Please convert every line of the entries below into a JSON list of strings, with one string per line and blank lines omitted. Leave the pictures out of the list.

(Coordinate annotation entries)

┄┄┄┄┄┄┄┄┄┄┄┄┄┄┄┄┄┄┄┄

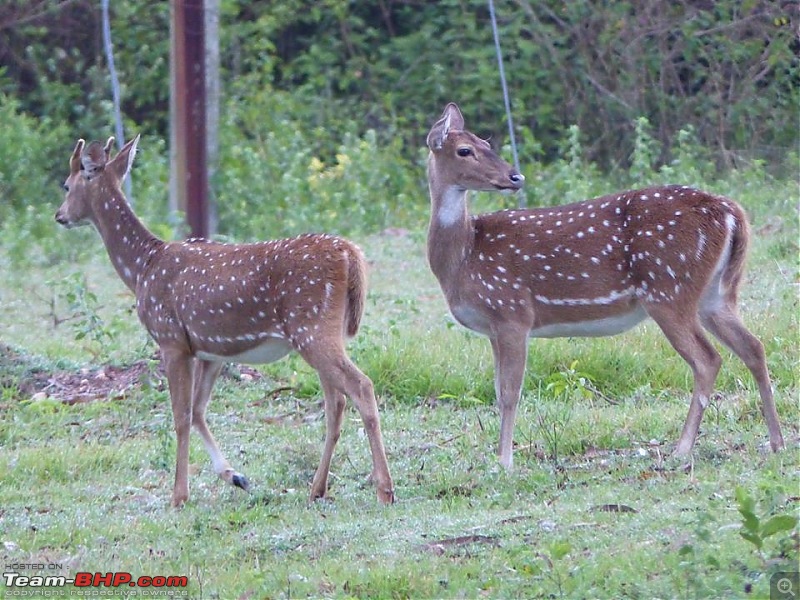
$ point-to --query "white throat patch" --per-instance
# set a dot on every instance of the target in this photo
(453, 206)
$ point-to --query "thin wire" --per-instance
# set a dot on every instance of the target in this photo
(521, 195)
(114, 88)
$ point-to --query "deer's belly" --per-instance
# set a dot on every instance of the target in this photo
(267, 351)
(593, 328)
(471, 318)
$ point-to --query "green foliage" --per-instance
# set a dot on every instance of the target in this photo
(571, 383)
(83, 305)
(755, 529)
(726, 70)
(270, 183)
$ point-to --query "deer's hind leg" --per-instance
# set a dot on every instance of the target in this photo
(723, 321)
(180, 374)
(683, 330)
(340, 378)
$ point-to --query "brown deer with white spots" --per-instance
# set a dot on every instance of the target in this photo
(206, 304)
(594, 268)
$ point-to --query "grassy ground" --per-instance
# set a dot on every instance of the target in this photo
(595, 507)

┄┄┄┄┄┄┄┄┄┄┄┄┄┄┄┄┄┄┄┄

* **Task result**
[
  "$ point-to --query \"white throat patch\" --per-instance",
  "# set a dot on every instance of the target in this photo",
  "(453, 206)",
  "$ point-to --query \"thin wire\" --per-instance",
  "# set a dot on every instance of the target in this photo",
  "(521, 195)",
  "(114, 88)",
  "$ point-to --query \"deer's belly\" --per-instance",
  "# set a dot on every instance of the target in this photo",
  "(267, 351)",
  "(593, 328)",
  "(471, 318)",
  "$ point-to --query \"green foliage\" --per-instance",
  "# set a dot on every instance of the target in this photo",
  "(571, 383)",
  "(83, 305)",
  "(755, 529)",
  "(726, 70)",
  "(270, 183)",
  "$ point-to --query \"deer's hind leg\" --per-instance",
  "# set a dot on every instance of the target in this photo",
  "(723, 321)",
  "(180, 374)",
  "(683, 330)",
  "(340, 378)",
  "$ point-to --query \"brown deer with white spots\" --per-instance",
  "# set a dot on every instance of the target in this photo",
  "(206, 304)",
  "(594, 268)",
  "$ point-to --query \"grassy ground\" --per-instance",
  "# set a dot on every instance of the target in this photo",
  "(595, 507)"
]